Document section:
_ _ _ _
“Okay, Miss Biology Teacher,” you might be asking, “what makes you so qualified to impart knowledge about sex, sexual health, and relationships to students?” Okay, I admit, my five years of post-secondary education did not prepare me for this. Sex-ed did not prepare me for this. Truth is, I’m improvising. I mean, I’m still trying to figure out a lot of this stuff for myself. What I do know is, I have been granted this incredible opportunity to start a dialogue with my students about a topic that’s very real and extremely relevant to their lives. Yes, it’s embarrassing, awkward, and hella uncomfortable to broach the topic of sex with a room full of hormonal teenagers. Do my students sometimes make inappropriate jokes or comments in class? Do they giggle uncontrollably whenever they use the word “ejaculation”? Are they expected to treat each other and themselves respectfully in the safe space we have created together? Are they just trying to figure out who they are and how they fit into this world just like the rest of us? The answer to all those questions is, absolutely, yes.
The teenage years can be a strange and disorienting time, which is easy to forget when you’re legally an adult. Teens do a lot of weird things and say a lot of things they don’t mean. Coming from a person who’s already gone through that stage of life and lives to tell the tale, those teenage years don’t seem so consequential anymore. It is easy to be dismissive or indifferent to the problems experienced by my students because I forget that I am looking at their problems through my own eyes. Of course, I can’t make this time any less strange or disorienting for my students, but I can listen to them and help them understand that this stage of their life is anything but inconsequential. They are going to experience failure and make bad decisions – it is a natural part of growth and there is nothing shameful about it. Teens have the same needs adults have; to feel validated, loved, cared for, and to be given the time and space to figure themselves out.
For the most part, teaching and learning about human reproduction with my ninth graders has been a relatively matter-of-fact experience. Partly, I think it has to do with the fact that my students are English Language Learners who did not know what a lot of the vocabulary meant and so were completely uninhibited in its usage, “Miss, what is erection?”, “Miss, what does orgasm mean?”, “Miss, what is pubic hair?”. I think the other part of why this whole experience has felt so emotionally sterile is cultural and has to do with the values and environment my students grew up in. I have noticed that they are generally shy about broaching the topic of sexual intimacy. We have not yet had a discussion about cultural norms and the role it plays in terms of our decision making when it comes to sex and relationships. A good next step I’d say.
_ _ _ _
Material shown:
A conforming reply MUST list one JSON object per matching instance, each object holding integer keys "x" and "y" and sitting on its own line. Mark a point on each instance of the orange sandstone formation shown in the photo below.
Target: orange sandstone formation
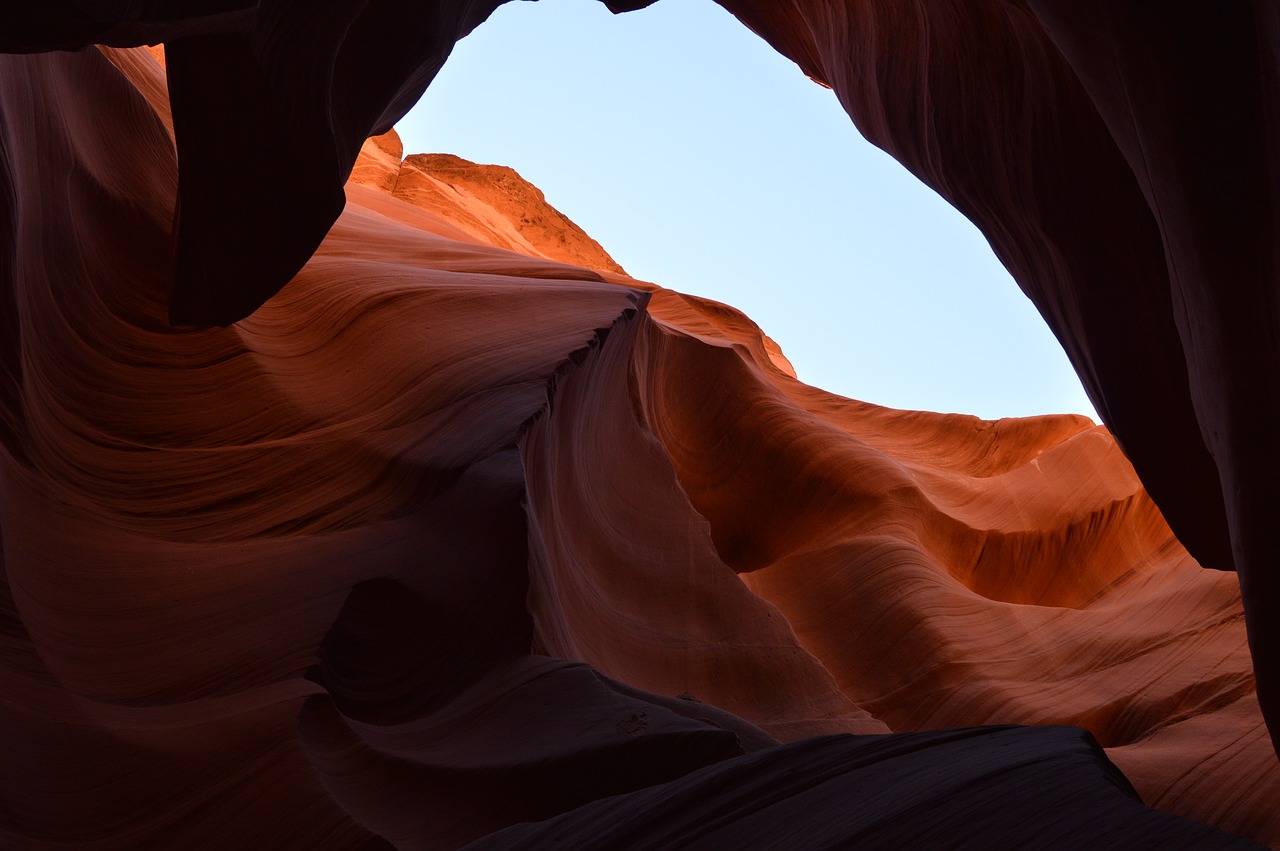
{"x": 466, "y": 536}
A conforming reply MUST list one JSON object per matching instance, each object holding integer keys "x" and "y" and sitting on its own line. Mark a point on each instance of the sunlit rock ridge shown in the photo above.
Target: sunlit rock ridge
{"x": 392, "y": 512}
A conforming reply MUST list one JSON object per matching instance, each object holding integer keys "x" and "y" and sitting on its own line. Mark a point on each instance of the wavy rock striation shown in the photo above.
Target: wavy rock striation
{"x": 453, "y": 536}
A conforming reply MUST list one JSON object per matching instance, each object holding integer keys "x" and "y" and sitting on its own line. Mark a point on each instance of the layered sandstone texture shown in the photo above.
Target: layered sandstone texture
{"x": 466, "y": 536}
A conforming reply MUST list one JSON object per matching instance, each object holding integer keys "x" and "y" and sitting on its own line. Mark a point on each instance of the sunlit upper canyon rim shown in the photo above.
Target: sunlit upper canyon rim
{"x": 352, "y": 497}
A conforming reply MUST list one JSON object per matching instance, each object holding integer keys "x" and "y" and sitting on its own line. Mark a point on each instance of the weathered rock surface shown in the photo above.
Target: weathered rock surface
{"x": 452, "y": 538}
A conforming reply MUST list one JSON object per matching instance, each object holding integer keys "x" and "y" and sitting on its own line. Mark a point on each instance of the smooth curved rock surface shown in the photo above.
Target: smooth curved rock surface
{"x": 447, "y": 538}
{"x": 1121, "y": 160}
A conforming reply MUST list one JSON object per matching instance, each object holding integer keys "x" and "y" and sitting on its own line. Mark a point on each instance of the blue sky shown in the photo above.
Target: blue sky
{"x": 704, "y": 161}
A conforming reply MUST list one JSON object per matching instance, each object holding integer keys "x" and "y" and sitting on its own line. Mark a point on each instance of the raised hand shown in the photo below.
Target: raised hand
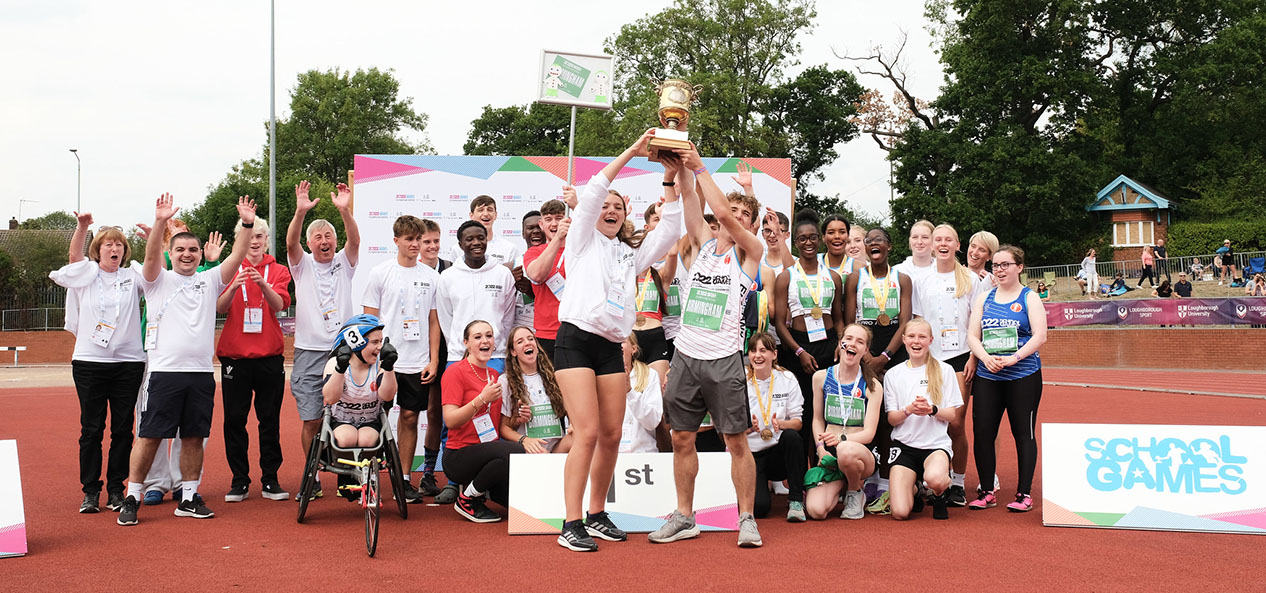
{"x": 214, "y": 246}
{"x": 342, "y": 198}
{"x": 246, "y": 209}
{"x": 165, "y": 208}
{"x": 301, "y": 202}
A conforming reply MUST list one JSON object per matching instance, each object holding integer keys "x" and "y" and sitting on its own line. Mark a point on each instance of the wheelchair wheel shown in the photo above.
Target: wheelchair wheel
{"x": 308, "y": 485}
{"x": 371, "y": 499}
{"x": 395, "y": 473}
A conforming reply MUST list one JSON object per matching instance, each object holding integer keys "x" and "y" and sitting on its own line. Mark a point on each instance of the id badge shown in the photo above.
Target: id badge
{"x": 556, "y": 284}
{"x": 252, "y": 319}
{"x": 412, "y": 328}
{"x": 485, "y": 428}
{"x": 815, "y": 328}
{"x": 615, "y": 302}
{"x": 101, "y": 333}
{"x": 331, "y": 317}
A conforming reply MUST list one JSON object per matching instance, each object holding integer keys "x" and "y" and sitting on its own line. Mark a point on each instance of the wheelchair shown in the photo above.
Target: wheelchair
{"x": 363, "y": 465}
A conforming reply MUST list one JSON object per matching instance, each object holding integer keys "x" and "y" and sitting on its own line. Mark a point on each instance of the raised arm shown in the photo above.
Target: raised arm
{"x": 163, "y": 210}
{"x": 76, "y": 251}
{"x": 295, "y": 231}
{"x": 342, "y": 200}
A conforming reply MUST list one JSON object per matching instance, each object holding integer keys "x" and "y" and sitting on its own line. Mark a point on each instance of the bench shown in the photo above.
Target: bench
{"x": 15, "y": 350}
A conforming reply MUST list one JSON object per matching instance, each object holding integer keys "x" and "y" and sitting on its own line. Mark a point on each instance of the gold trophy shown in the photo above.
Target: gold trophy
{"x": 675, "y": 99}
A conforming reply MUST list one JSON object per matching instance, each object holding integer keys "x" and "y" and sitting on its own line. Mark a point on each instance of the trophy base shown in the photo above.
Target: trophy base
{"x": 666, "y": 141}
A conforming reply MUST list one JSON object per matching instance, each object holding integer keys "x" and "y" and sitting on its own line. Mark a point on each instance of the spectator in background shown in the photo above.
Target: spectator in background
{"x": 1183, "y": 286}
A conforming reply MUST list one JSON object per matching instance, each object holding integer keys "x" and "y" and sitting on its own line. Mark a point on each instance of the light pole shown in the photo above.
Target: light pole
{"x": 79, "y": 181}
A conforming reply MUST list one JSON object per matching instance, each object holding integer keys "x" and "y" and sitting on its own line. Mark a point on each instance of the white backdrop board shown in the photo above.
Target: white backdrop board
{"x": 1155, "y": 477}
{"x": 441, "y": 188}
{"x": 641, "y": 497}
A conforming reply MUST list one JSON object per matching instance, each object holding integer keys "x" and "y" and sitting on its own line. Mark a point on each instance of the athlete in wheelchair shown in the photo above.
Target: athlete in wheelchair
{"x": 355, "y": 441}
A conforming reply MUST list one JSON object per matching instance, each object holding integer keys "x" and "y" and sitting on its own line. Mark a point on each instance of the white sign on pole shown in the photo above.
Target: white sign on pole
{"x": 1155, "y": 477}
{"x": 575, "y": 79}
{"x": 641, "y": 497}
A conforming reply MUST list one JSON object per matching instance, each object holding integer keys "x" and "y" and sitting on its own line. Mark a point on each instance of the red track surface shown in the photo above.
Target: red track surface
{"x": 256, "y": 545}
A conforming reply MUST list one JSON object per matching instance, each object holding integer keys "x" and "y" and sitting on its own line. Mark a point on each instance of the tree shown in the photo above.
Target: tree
{"x": 60, "y": 219}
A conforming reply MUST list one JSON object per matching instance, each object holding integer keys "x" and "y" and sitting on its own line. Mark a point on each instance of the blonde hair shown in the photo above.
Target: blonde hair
{"x": 961, "y": 275}
{"x": 641, "y": 371}
{"x": 932, "y": 366}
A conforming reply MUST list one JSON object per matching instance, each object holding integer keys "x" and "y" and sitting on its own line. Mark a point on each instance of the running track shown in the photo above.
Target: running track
{"x": 256, "y": 545}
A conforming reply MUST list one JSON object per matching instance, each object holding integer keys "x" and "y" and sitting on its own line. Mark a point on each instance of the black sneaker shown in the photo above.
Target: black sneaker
{"x": 237, "y": 493}
{"x": 128, "y": 511}
{"x": 600, "y": 526}
{"x": 91, "y": 503}
{"x": 194, "y": 508}
{"x": 474, "y": 510}
{"x": 575, "y": 537}
{"x": 274, "y": 492}
{"x": 448, "y": 496}
{"x": 940, "y": 507}
{"x": 427, "y": 485}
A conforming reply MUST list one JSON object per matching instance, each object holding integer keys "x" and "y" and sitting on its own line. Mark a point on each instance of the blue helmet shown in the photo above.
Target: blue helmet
{"x": 355, "y": 331}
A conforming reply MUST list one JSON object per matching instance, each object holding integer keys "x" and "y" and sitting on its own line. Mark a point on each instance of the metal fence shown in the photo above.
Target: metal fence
{"x": 1065, "y": 275}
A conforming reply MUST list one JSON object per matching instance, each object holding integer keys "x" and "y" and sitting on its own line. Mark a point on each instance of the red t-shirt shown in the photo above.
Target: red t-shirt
{"x": 461, "y": 383}
{"x": 234, "y": 342}
{"x": 546, "y": 313}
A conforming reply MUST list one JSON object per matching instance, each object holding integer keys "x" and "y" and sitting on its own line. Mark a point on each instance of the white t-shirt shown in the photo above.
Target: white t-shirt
{"x": 917, "y": 276}
{"x": 182, "y": 308}
{"x": 543, "y": 420}
{"x": 95, "y": 303}
{"x": 404, "y": 298}
{"x": 947, "y": 314}
{"x": 786, "y": 403}
{"x": 322, "y": 290}
{"x": 499, "y": 250}
{"x": 902, "y": 384}
{"x": 643, "y": 411}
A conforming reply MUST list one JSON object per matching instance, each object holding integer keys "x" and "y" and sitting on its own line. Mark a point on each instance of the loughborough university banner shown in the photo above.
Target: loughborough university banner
{"x": 441, "y": 188}
{"x": 1155, "y": 477}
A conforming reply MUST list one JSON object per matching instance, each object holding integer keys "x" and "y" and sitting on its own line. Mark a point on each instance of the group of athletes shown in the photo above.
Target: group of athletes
{"x": 824, "y": 365}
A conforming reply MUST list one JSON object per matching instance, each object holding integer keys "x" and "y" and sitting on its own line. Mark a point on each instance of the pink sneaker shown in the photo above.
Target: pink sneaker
{"x": 1023, "y": 503}
{"x": 984, "y": 499}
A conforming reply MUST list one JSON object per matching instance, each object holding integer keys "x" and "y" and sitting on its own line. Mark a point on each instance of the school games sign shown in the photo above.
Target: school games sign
{"x": 1155, "y": 477}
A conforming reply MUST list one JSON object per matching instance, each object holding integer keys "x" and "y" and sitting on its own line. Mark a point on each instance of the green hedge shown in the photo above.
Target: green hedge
{"x": 1188, "y": 238}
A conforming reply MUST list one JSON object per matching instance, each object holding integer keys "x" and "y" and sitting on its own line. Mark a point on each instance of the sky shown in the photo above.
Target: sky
{"x": 163, "y": 96}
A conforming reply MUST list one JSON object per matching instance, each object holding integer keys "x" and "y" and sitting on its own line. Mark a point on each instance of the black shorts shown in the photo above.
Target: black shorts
{"x": 177, "y": 401}
{"x": 912, "y": 458}
{"x": 577, "y": 349}
{"x": 410, "y": 393}
{"x": 653, "y": 344}
{"x": 958, "y": 363}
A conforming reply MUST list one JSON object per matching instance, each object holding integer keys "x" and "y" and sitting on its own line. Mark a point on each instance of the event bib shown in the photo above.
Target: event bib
{"x": 1000, "y": 340}
{"x": 543, "y": 423}
{"x": 704, "y": 308}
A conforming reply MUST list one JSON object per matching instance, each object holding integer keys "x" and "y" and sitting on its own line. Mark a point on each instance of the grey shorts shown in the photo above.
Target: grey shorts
{"x": 305, "y": 383}
{"x": 701, "y": 387}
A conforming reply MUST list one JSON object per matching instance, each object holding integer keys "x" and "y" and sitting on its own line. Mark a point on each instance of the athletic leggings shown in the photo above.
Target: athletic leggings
{"x": 783, "y": 461}
{"x": 486, "y": 465}
{"x": 1019, "y": 399}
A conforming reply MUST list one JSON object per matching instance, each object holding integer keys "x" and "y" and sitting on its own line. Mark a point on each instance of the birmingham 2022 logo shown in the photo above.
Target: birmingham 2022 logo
{"x": 1165, "y": 465}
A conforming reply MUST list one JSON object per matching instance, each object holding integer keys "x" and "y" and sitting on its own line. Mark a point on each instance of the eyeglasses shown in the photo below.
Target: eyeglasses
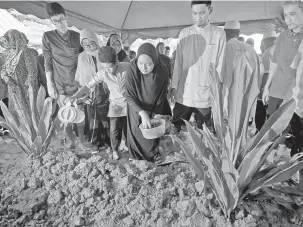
{"x": 55, "y": 22}
{"x": 89, "y": 45}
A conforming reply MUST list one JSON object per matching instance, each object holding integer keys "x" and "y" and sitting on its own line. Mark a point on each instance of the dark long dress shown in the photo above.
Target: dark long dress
{"x": 145, "y": 92}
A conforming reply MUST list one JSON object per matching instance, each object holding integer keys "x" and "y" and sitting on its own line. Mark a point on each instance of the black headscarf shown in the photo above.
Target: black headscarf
{"x": 121, "y": 55}
{"x": 148, "y": 90}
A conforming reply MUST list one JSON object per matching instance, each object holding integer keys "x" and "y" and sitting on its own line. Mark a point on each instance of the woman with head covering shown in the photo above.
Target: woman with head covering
{"x": 146, "y": 94}
{"x": 97, "y": 108}
{"x": 20, "y": 71}
{"x": 115, "y": 42}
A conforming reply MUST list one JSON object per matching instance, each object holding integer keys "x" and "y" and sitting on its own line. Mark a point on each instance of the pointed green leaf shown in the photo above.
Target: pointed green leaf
{"x": 40, "y": 100}
{"x": 23, "y": 115}
{"x": 217, "y": 100}
{"x": 232, "y": 192}
{"x": 273, "y": 127}
{"x": 218, "y": 186}
{"x": 250, "y": 165}
{"x": 286, "y": 170}
{"x": 34, "y": 112}
{"x": 45, "y": 118}
{"x": 51, "y": 134}
{"x": 14, "y": 125}
{"x": 38, "y": 144}
{"x": 243, "y": 87}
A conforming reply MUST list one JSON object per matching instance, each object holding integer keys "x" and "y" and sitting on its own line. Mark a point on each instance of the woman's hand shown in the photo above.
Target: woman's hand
{"x": 265, "y": 95}
{"x": 52, "y": 90}
{"x": 8, "y": 80}
{"x": 145, "y": 119}
{"x": 70, "y": 99}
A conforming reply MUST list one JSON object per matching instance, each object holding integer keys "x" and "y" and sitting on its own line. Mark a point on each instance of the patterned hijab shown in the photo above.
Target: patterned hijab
{"x": 16, "y": 43}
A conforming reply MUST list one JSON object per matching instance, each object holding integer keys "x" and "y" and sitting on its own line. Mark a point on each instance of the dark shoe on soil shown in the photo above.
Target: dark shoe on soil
{"x": 297, "y": 217}
{"x": 157, "y": 159}
{"x": 183, "y": 128}
{"x": 174, "y": 130}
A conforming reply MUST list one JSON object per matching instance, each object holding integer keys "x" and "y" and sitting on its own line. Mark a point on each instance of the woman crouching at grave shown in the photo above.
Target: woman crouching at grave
{"x": 113, "y": 73}
{"x": 146, "y": 94}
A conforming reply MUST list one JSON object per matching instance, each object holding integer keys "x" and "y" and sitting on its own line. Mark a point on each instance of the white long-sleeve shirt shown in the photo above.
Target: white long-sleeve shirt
{"x": 197, "y": 49}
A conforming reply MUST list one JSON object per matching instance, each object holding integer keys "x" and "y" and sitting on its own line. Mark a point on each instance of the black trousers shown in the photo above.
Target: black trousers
{"x": 261, "y": 114}
{"x": 118, "y": 126}
{"x": 202, "y": 115}
{"x": 5, "y": 101}
{"x": 296, "y": 124}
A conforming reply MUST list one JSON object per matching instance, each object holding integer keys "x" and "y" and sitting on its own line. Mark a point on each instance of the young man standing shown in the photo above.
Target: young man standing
{"x": 199, "y": 46}
{"x": 241, "y": 61}
{"x": 267, "y": 48}
{"x": 61, "y": 48}
{"x": 282, "y": 79}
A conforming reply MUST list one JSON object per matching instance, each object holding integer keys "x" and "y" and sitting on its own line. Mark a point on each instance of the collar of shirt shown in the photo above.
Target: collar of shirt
{"x": 293, "y": 33}
{"x": 63, "y": 36}
{"x": 115, "y": 69}
{"x": 204, "y": 28}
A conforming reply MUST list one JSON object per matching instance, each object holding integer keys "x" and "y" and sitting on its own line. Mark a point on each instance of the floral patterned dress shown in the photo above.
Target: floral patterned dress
{"x": 25, "y": 74}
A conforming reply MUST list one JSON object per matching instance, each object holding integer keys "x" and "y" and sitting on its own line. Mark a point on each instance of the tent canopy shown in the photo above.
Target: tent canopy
{"x": 153, "y": 19}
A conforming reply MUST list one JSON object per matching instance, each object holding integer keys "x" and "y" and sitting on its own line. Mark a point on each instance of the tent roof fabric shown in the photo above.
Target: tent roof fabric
{"x": 154, "y": 19}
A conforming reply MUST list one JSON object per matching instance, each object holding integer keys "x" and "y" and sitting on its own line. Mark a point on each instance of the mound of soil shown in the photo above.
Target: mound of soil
{"x": 64, "y": 190}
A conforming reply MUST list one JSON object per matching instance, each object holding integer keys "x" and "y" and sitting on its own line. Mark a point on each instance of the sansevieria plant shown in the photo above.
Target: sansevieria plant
{"x": 33, "y": 133}
{"x": 232, "y": 163}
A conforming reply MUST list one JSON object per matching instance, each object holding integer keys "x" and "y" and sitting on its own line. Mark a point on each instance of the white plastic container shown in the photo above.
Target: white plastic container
{"x": 156, "y": 132}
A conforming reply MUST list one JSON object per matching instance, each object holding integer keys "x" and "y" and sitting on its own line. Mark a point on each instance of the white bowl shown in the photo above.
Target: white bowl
{"x": 154, "y": 133}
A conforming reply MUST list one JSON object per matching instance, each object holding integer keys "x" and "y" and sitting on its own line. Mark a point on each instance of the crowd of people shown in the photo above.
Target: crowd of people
{"x": 119, "y": 91}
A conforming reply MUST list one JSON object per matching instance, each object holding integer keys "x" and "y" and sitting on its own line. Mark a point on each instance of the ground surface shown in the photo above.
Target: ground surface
{"x": 72, "y": 188}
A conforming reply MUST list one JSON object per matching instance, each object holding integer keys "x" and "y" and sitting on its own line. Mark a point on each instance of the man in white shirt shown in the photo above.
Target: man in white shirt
{"x": 199, "y": 46}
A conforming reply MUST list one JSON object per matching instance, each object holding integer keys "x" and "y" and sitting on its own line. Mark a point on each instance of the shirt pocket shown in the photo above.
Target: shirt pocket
{"x": 209, "y": 51}
{"x": 202, "y": 94}
{"x": 73, "y": 50}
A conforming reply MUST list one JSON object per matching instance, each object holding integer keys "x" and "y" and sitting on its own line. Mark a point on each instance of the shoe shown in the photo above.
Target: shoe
{"x": 183, "y": 128}
{"x": 115, "y": 155}
{"x": 174, "y": 130}
{"x": 157, "y": 159}
{"x": 87, "y": 146}
{"x": 70, "y": 145}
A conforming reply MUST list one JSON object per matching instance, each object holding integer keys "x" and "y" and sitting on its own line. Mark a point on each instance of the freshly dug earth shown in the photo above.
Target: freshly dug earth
{"x": 65, "y": 190}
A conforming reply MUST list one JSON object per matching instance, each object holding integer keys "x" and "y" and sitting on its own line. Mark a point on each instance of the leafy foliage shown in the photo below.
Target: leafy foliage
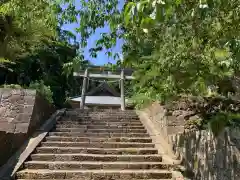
{"x": 45, "y": 91}
{"x": 24, "y": 25}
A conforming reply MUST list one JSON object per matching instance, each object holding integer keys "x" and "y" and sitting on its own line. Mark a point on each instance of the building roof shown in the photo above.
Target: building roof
{"x": 100, "y": 100}
{"x": 104, "y": 86}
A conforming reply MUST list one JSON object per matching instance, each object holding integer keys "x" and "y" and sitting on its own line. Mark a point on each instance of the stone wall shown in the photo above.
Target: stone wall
{"x": 204, "y": 156}
{"x": 21, "y": 112}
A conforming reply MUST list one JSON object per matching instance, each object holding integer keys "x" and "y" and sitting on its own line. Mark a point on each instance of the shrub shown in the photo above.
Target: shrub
{"x": 44, "y": 90}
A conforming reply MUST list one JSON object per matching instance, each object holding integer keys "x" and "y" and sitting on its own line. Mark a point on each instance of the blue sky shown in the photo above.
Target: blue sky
{"x": 102, "y": 58}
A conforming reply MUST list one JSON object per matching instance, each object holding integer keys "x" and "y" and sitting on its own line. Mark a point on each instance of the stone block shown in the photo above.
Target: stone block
{"x": 29, "y": 100}
{"x": 21, "y": 128}
{"x": 7, "y": 127}
{"x": 23, "y": 118}
{"x": 28, "y": 109}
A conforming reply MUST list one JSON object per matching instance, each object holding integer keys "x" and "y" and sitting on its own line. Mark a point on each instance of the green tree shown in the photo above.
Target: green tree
{"x": 24, "y": 26}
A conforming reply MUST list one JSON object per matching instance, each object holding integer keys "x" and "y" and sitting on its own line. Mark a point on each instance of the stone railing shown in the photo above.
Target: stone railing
{"x": 21, "y": 112}
{"x": 204, "y": 156}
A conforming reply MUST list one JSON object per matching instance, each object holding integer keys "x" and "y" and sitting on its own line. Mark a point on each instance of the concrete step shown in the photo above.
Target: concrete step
{"x": 69, "y": 125}
{"x": 87, "y": 134}
{"x": 94, "y": 174}
{"x": 87, "y": 139}
{"x": 111, "y": 179}
{"x": 98, "y": 145}
{"x": 97, "y": 157}
{"x": 120, "y": 130}
{"x": 76, "y": 165}
{"x": 99, "y": 123}
{"x": 60, "y": 150}
{"x": 103, "y": 120}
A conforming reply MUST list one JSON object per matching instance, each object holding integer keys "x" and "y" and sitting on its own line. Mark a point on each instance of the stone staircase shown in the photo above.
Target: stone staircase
{"x": 98, "y": 145}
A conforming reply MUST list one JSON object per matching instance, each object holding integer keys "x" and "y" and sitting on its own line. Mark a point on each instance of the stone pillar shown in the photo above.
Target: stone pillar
{"x": 84, "y": 87}
{"x": 122, "y": 91}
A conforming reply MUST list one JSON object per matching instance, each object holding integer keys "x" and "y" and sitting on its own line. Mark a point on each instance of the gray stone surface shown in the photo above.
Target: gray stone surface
{"x": 16, "y": 107}
{"x": 206, "y": 157}
{"x": 21, "y": 112}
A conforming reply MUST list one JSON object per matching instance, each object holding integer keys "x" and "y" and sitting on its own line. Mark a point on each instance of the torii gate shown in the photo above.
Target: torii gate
{"x": 91, "y": 72}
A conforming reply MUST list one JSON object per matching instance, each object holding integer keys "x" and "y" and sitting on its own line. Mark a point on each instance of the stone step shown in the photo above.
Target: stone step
{"x": 103, "y": 120}
{"x": 87, "y": 139}
{"x": 100, "y": 123}
{"x": 69, "y": 125}
{"x": 120, "y": 130}
{"x": 87, "y": 134}
{"x": 97, "y": 157}
{"x": 94, "y": 174}
{"x": 60, "y": 150}
{"x": 111, "y": 179}
{"x": 76, "y": 165}
{"x": 98, "y": 144}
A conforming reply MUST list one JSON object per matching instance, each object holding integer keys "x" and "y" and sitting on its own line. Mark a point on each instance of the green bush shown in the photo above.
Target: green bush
{"x": 44, "y": 90}
{"x": 12, "y": 86}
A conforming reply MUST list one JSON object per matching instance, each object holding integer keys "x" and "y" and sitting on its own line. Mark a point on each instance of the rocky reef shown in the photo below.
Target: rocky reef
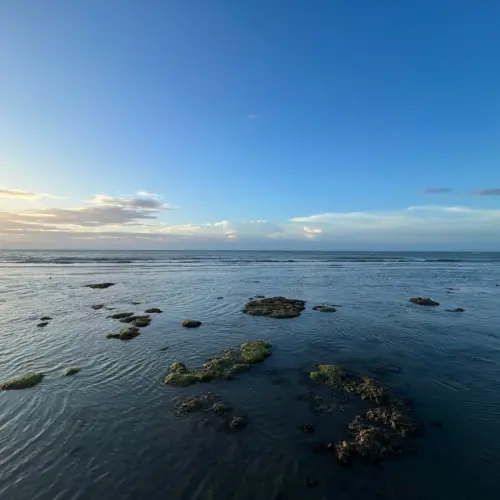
_ _ _ _
What needs to be done: Give the passage of the sex education essay from "For the most" to "step I’d say." again, substituting "tenth graders" for "ninth graders".

Result for this exercise:
For the most part, teaching and learning about human reproduction with my tenth graders has been a relatively matter-of-fact experience. Partly, I think it has to do with the fact that my students are English Language Learners who did not know what a lot of the vocabulary meant and so were completely uninhibited in its usage, “Miss, what is erection?”, “Miss, what does orgasm mean?”, “Miss, what is pubic hair?”. I think the other part of why this whole experience has felt so emotionally sterile is cultural and has to do with the values and environment my students grew up in. I have noticed that they are generally shy about broaching the topic of sexual intimacy. We have not yet had a discussion about cultural norms and the role it plays in terms of our decision making when it comes to sex and relationships. A good next step I’d say.